#### [TEXT SECTION]
####################
Background
The estrogen receptor (ER) plays key roles in breast cancer development and progression [
1,
2]. Thus, key areas of study in breast cancer are those mechanisms that regulate ER expression in normal and malignant breast tissues. Recent studies have shown that gene expression profiles differ according to hormone receptor status of the breast cancer [
3,
4]. ER status also affects the DNA methylation state of a wide range of genes such as FAM124B, ST6GALNAC1, NAV1, and PER1 in breast cancer [
5]. These genetic and epigenetic alterations in ER + tumors make them more sensitive to endocrine therapy, whereas ER- tumors are hormone independent [
6,
7].
MTO1 and MRPL41 are nuclear-encoded mitochondrial genes located at 6q13 and 9p34, respectively. MTO1 encodes an enzyme involved in post-transcriptional modification of mitochondrial tRNAs (mt-tRNAs) [
8]. In both humans and yeasts, MTO1 increases the accuracy and efficiency of mtDNA translation by catalyzing the 5-carboxymethylaminomethylation of the wobble uridine base in three mitochondrial tRNAs such as mt-tRNA
Gln, mt-tRNA
Glu, and mt-tRNA
Lys [
9]. A few potentially pathogenic variants of MTO1 have been identified in patients with mitochondrial disorders [
10]. However, its expression and regulatory mechanism in breast cancer has not been determined.
####################
#### [SUPPLIED ENTRIES]
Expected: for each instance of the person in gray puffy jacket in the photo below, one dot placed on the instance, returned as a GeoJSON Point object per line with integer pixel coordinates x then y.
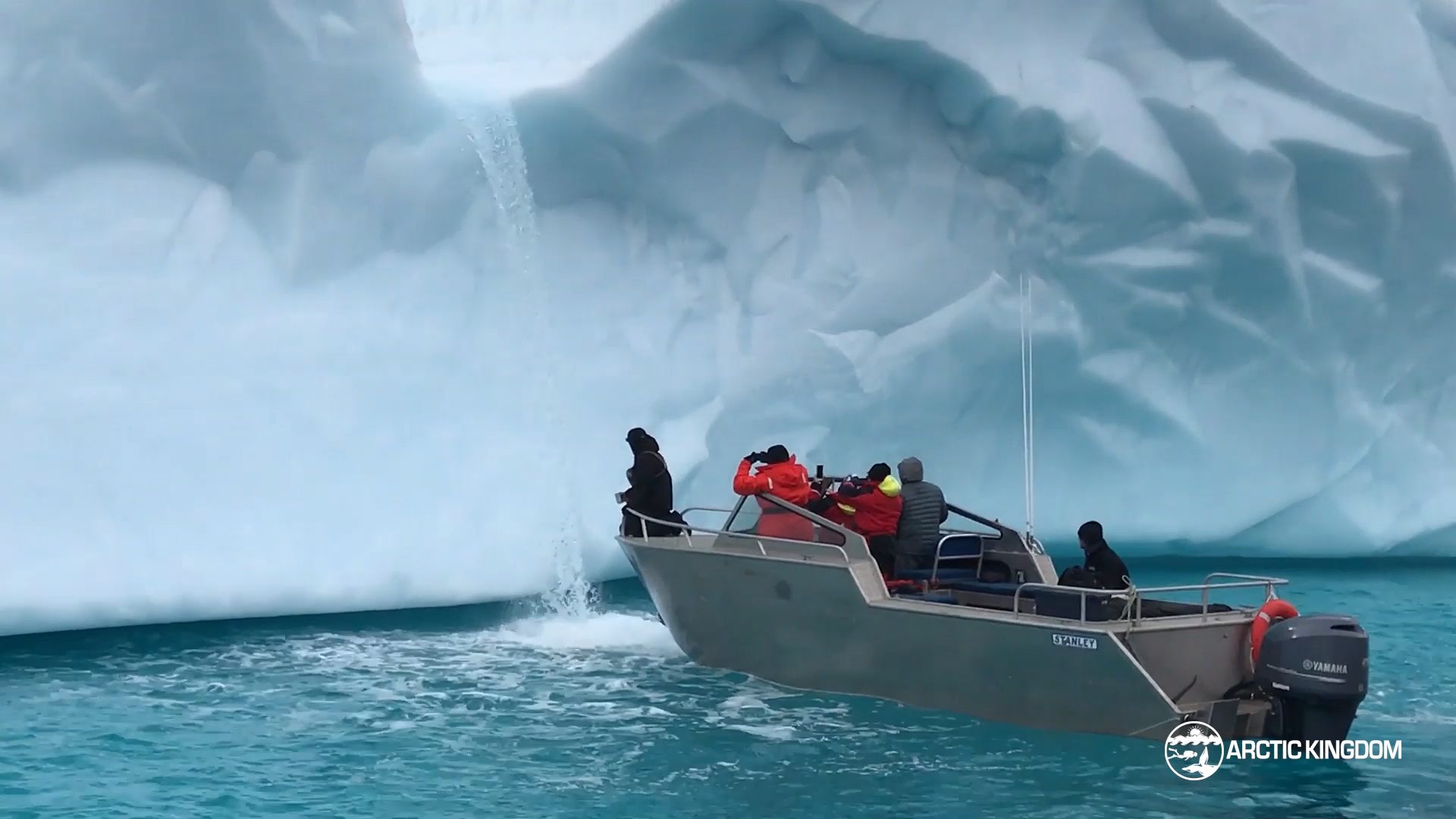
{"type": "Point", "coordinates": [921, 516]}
####################
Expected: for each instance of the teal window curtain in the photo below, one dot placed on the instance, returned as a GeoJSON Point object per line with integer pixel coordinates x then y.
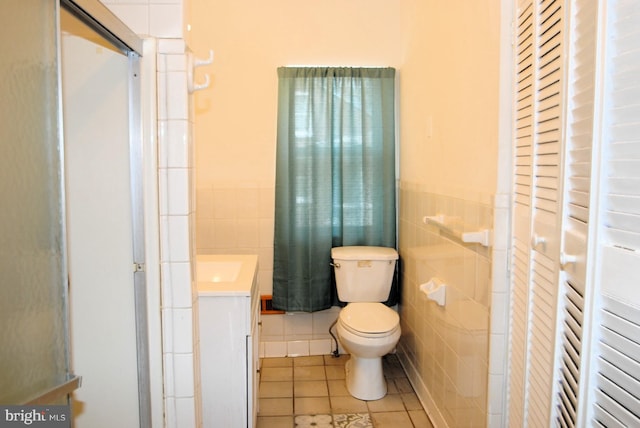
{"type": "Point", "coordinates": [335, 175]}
####################
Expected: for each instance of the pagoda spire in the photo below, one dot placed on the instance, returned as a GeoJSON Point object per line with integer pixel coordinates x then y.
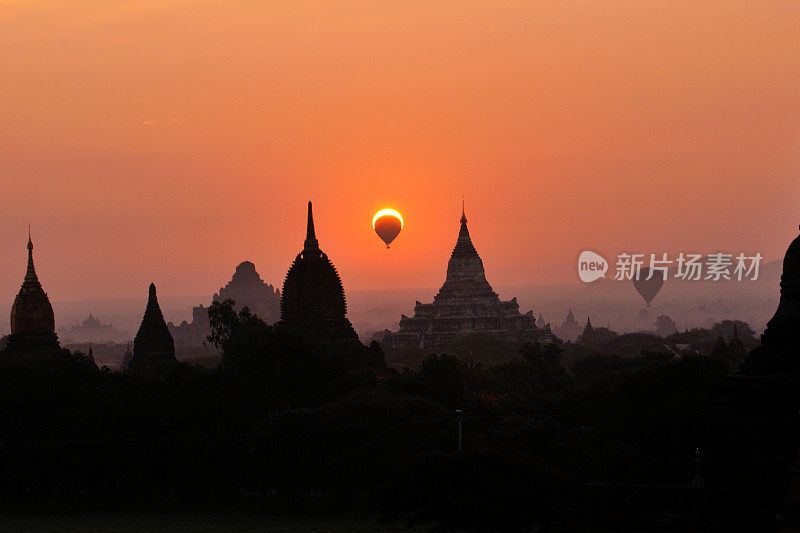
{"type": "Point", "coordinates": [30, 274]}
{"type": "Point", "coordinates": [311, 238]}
####################
#### [DIRECTIONS]
Copy out the full Background text on the estrogen receptor and MTO1 word for word. Nothing in the listing is needed for what comes next.

#### [WRITTEN RESPONSE]
Background
The estrogen receptor (ER) plays key roles in breast cancer development and progression [
1,
2]. Thus, key areas of study in breast cancer are those mechanisms that regulate ER expression in normal and malignant breast tissues. Recent studies have shown that gene expression profiles differ according to hormone receptor status of the breast cancer [
3,
4]. ER status also affects the DNA methylation state of a wide range of genes such as FAM124B, ST6GALNAC1, NAV1, and PER1 in breast cancer [
5]. These genetic and epigenetic alterations in ER + tumors make them more sensitive to endocrine therapy, whereas ER- tumors are hormone independent [
6,
7].
MTO1 and MRPL41 are nuclear-encoded mitochondrial genes located at 6q13 and 9p34, respectively. MTO1 encodes an enzyme involved in post-transcriptional modification of mitochondrial tRNAs (mt-tRNAs) [
8]. In both humans and yeasts, MTO1 increases the accuracy and efficiency of mtDNA translation by catalyzing the 5-carboxymethylaminomethylation of the wobble uridine base in three mitochondrial tRNAs such as mt-tRNA
Gln, mt-tRNA
Glu, and mt-tRNA
Lys [
9]. A few potentially pathogenic variants of MTO1 have been identified in patients with mitochondrial disorders [
10]. However, its expression and regulatory mechanism in breast cancer has not been determined.